Stored entries
Content starts

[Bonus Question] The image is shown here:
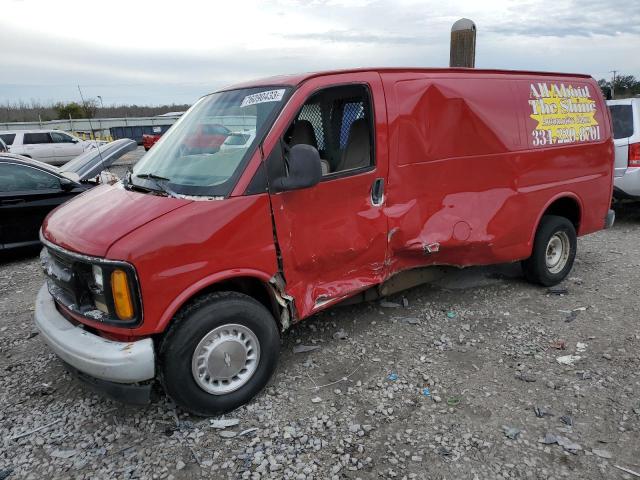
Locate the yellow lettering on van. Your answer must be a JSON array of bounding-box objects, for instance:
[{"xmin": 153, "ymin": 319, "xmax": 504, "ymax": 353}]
[{"xmin": 529, "ymin": 83, "xmax": 598, "ymax": 144}]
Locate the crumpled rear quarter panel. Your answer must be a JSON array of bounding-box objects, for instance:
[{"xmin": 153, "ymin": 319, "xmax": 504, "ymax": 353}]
[{"xmin": 381, "ymin": 72, "xmax": 612, "ymax": 274}]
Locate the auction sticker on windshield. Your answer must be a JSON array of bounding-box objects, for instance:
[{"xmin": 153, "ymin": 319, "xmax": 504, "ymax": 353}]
[
  {"xmin": 241, "ymin": 89, "xmax": 286, "ymax": 108},
  {"xmin": 528, "ymin": 83, "xmax": 600, "ymax": 146}
]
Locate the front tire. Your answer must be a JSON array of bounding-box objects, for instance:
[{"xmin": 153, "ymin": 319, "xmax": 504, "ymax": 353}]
[
  {"xmin": 159, "ymin": 292, "xmax": 280, "ymax": 416},
  {"xmin": 522, "ymin": 215, "xmax": 577, "ymax": 286}
]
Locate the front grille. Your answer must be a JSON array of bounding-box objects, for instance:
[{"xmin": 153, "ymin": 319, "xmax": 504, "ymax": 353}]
[
  {"xmin": 39, "ymin": 239, "xmax": 143, "ymax": 327},
  {"xmin": 40, "ymin": 246, "xmax": 96, "ymax": 315}
]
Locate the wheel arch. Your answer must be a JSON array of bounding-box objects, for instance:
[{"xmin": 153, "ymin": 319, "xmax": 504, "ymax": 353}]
[
  {"xmin": 157, "ymin": 269, "xmax": 284, "ymax": 333},
  {"xmin": 528, "ymin": 193, "xmax": 583, "ymax": 249}
]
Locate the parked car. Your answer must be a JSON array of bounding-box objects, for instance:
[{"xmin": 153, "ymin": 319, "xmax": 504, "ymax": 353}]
[
  {"xmin": 0, "ymin": 139, "xmax": 136, "ymax": 251},
  {"xmin": 608, "ymin": 98, "xmax": 640, "ymax": 199},
  {"xmin": 142, "ymin": 133, "xmax": 162, "ymax": 151},
  {"xmin": 182, "ymin": 123, "xmax": 230, "ymax": 154},
  {"xmin": 0, "ymin": 129, "xmax": 105, "ymax": 165},
  {"xmin": 0, "ymin": 132, "xmax": 16, "ymax": 149},
  {"xmin": 36, "ymin": 68, "xmax": 614, "ymax": 416}
]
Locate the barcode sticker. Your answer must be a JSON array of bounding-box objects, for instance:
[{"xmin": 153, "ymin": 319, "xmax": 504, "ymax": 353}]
[{"xmin": 240, "ymin": 89, "xmax": 285, "ymax": 108}]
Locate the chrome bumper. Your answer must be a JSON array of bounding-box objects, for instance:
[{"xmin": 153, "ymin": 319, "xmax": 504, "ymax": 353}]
[{"xmin": 34, "ymin": 284, "xmax": 155, "ymax": 384}]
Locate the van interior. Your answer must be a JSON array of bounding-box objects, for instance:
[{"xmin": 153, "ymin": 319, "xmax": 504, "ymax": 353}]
[{"xmin": 284, "ymin": 84, "xmax": 374, "ymax": 176}]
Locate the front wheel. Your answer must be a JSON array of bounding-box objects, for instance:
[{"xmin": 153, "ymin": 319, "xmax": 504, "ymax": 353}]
[
  {"xmin": 522, "ymin": 215, "xmax": 577, "ymax": 286},
  {"xmin": 159, "ymin": 292, "xmax": 280, "ymax": 416}
]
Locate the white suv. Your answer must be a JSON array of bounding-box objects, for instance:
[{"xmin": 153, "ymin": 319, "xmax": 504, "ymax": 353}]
[
  {"xmin": 0, "ymin": 130, "xmax": 103, "ymax": 165},
  {"xmin": 608, "ymin": 98, "xmax": 640, "ymax": 199}
]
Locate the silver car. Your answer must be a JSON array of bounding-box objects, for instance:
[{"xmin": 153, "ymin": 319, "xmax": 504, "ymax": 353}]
[
  {"xmin": 0, "ymin": 130, "xmax": 105, "ymax": 165},
  {"xmin": 608, "ymin": 98, "xmax": 640, "ymax": 199}
]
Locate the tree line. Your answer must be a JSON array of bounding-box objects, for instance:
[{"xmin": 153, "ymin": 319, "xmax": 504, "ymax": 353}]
[
  {"xmin": 597, "ymin": 74, "xmax": 640, "ymax": 99},
  {"xmin": 0, "ymin": 98, "xmax": 191, "ymax": 123}
]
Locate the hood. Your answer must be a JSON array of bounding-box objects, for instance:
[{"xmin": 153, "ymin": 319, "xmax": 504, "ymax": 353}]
[
  {"xmin": 43, "ymin": 183, "xmax": 191, "ymax": 257},
  {"xmin": 59, "ymin": 139, "xmax": 137, "ymax": 181}
]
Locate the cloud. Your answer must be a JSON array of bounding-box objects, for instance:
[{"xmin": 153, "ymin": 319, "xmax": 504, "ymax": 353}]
[
  {"xmin": 486, "ymin": 0, "xmax": 640, "ymax": 37},
  {"xmin": 0, "ymin": 0, "xmax": 638, "ymax": 104},
  {"xmin": 283, "ymin": 30, "xmax": 425, "ymax": 45}
]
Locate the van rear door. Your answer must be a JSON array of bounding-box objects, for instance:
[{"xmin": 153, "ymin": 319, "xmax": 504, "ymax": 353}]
[{"xmin": 267, "ymin": 72, "xmax": 389, "ymax": 319}]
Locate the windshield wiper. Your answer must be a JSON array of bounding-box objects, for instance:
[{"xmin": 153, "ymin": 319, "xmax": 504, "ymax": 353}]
[
  {"xmin": 132, "ymin": 172, "xmax": 174, "ymax": 196},
  {"xmin": 136, "ymin": 172, "xmax": 171, "ymax": 182}
]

Content ends

- _DIRECTIONS_: Check each line above for the string "windshield" and copy every line that has it.

- _SOLUTION FOR THIS PROBLEM_:
Locate the auction sticker on windshield. Your answer must be a JSON array of bounding-box objects, for instance:
Locate the windshield wiper. Your answer must be a JSON array of bounding-box objects, for instance:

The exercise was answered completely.